INPUT –
▼

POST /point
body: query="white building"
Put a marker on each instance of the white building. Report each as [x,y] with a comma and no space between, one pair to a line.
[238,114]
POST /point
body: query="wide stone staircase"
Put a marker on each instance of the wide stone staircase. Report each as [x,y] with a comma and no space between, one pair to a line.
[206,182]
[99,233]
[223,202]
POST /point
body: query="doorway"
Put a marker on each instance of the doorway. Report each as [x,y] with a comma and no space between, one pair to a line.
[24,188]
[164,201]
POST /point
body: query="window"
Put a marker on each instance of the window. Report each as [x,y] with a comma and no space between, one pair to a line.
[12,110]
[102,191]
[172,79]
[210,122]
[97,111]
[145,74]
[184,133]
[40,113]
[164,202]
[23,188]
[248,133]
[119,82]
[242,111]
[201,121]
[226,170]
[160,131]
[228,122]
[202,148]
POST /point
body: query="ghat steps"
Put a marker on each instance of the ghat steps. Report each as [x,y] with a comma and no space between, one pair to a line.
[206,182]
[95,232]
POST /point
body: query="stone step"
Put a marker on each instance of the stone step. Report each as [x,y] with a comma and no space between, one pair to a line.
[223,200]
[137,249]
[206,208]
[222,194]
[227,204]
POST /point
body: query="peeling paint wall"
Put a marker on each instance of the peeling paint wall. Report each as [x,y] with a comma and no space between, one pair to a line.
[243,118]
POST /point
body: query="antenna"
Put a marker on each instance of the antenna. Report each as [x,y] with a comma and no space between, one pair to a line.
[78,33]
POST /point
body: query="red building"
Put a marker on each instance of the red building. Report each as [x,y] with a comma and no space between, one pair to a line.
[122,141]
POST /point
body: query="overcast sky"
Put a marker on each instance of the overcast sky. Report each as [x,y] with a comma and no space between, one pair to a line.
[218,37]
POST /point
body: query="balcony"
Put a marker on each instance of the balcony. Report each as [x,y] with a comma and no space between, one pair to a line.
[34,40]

▲
▼

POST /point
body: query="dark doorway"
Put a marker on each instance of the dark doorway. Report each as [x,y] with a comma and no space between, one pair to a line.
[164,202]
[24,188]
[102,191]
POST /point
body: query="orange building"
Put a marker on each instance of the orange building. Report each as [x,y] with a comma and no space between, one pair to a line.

▲
▼

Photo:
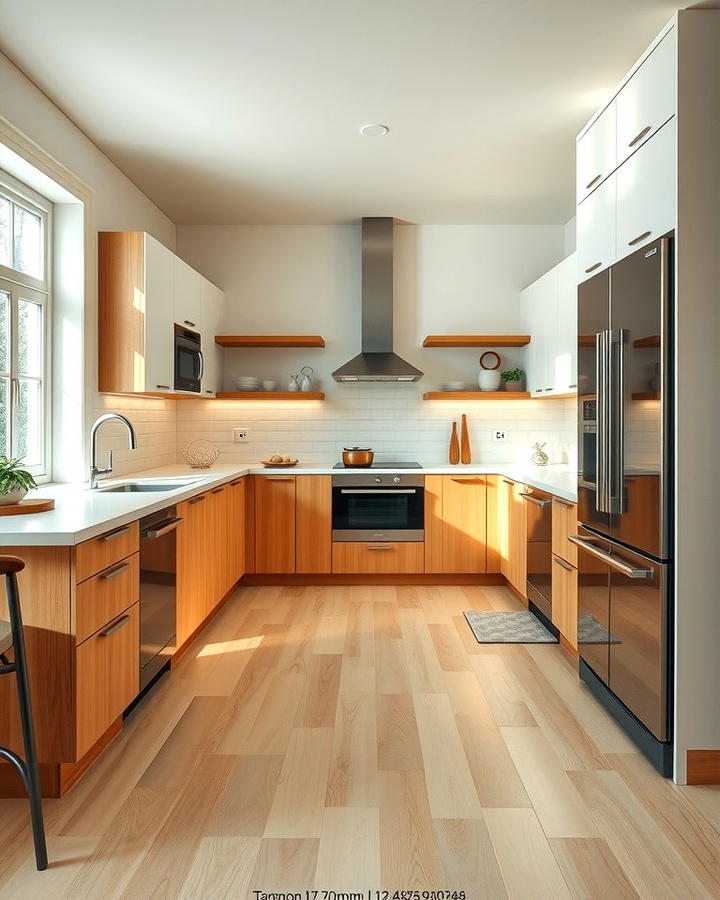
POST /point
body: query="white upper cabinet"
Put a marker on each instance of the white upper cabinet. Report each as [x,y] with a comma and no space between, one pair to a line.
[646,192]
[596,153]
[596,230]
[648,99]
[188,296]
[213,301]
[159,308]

▲

EXERCISE DIRECTIONS –
Every line above with the string "orange" in it should be copied into the answer.

RESPONSE –
body: query="orange building"
Put a marker on each instance of the orange building. Report each as [x,y] with a comma and no space between, one pair to a line.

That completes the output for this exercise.